Instruções: Transcreva o trecho do texto sobre os letristas da MPB, começando em "Historicamente, a MPB" e seguindo até "Caetano e Gil.".

------ Trecho do texto ------

São Paulo, domingo, 21 de julho de 2002

Texto Anterior | Próximo Texto | Índice

LUÍS NASSIF

O poeta clássico da MPB

A música popular brasileira contemporânea tem o mais notável contingente de instrumentistas da história, cantores e cantoras de nível, compositores competentes e de estilo variado, mas falta alguma coisa para explodir. A nova geração, dos sons e dos ritmos variados, produziu poucos letristas maiúsculos. Tem alguns ótimos letristas, mas em proporção muito inferior aos compositores. A consequência é uma enxurrada de boas melodias escoradas em letras sofríveis.
E, no entanto, ouso dizer que, na música popular cantada, a letra talvez seja mais significativa que a melodia. Os grandes clássicos da MPB sempre partiam de uma grande letra que podia ser acompanhada ou não por uma grande música. Mas a letra sempre foi fundamental.
Historicamente, a MPB produziu grandes letristas, além dessa mistura fantástica de grandes letristas e compositores simultâneos, como Noel Rosa, Ari Barroso, Tom Jobim, Milton Nascimento e, mais especificamente, Chico, Caetano e Gil.
Mas produziu grandes letristas individuais. Fora os clássicos em atividade, como o incrível Paulo César Pinheiro (um caso único de qualidade e quantidade), Aldir Blanc, Hermilo Bello de Carvalho e os compositores-letristas, há três letristas fundamentais na nossa música: Vinicius de Moraes, o grande autor do pós-guerra, fazendo a transição para o romantismo moderno da bossa nova, Orestes Barbosa, o primeiro poeta do Rio que se urbaniza, e Luiz Peixoto.
Foi sem paralelo a influência de Vinicius na música brasileira, mas o letrista da minha predileção, o poeta com quem sempre me encantei foi Luiz Carlos Peixoto de Castro, de nome artístico Luiz Peixoto, maior autor da história dos teatros de revista, caricaturista famoso, carnavalesco, capista de livros, designer de carros (fez protótipo para a fábrica de motocicleta Belfort, de Paris) e letrista inovador.
Começou sua carreira como caricaturista de "O Malho" de Raul Pederneiras. Em 1911 estreou no teatro de revista, com "Seiscentos e Seis", com Carlos Bittencourt, musicado por Chiquinha Gonzaga.

------ Dados exibidos ------

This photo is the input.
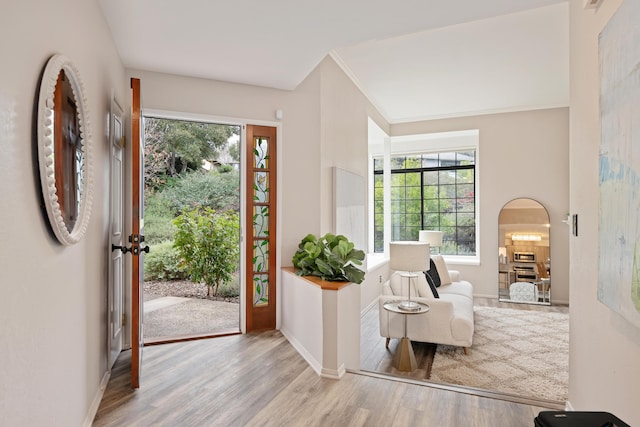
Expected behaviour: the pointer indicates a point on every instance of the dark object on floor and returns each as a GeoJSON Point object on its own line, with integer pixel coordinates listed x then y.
{"type": "Point", "coordinates": [578, 419]}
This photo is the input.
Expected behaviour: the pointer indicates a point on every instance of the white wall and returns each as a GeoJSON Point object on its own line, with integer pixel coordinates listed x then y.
{"type": "Point", "coordinates": [52, 298]}
{"type": "Point", "coordinates": [605, 349]}
{"type": "Point", "coordinates": [523, 154]}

------

Problema resolvido:
Historicamente, a MPB produziu grandes letristas, além dessa mistura fantástica de grandes letristas e compositores simultâneos, como Noel Rosa, Ari Barroso, Tom Jobim, Milton Nascimento e, mais especificamente, Chico, Caetano e Gil.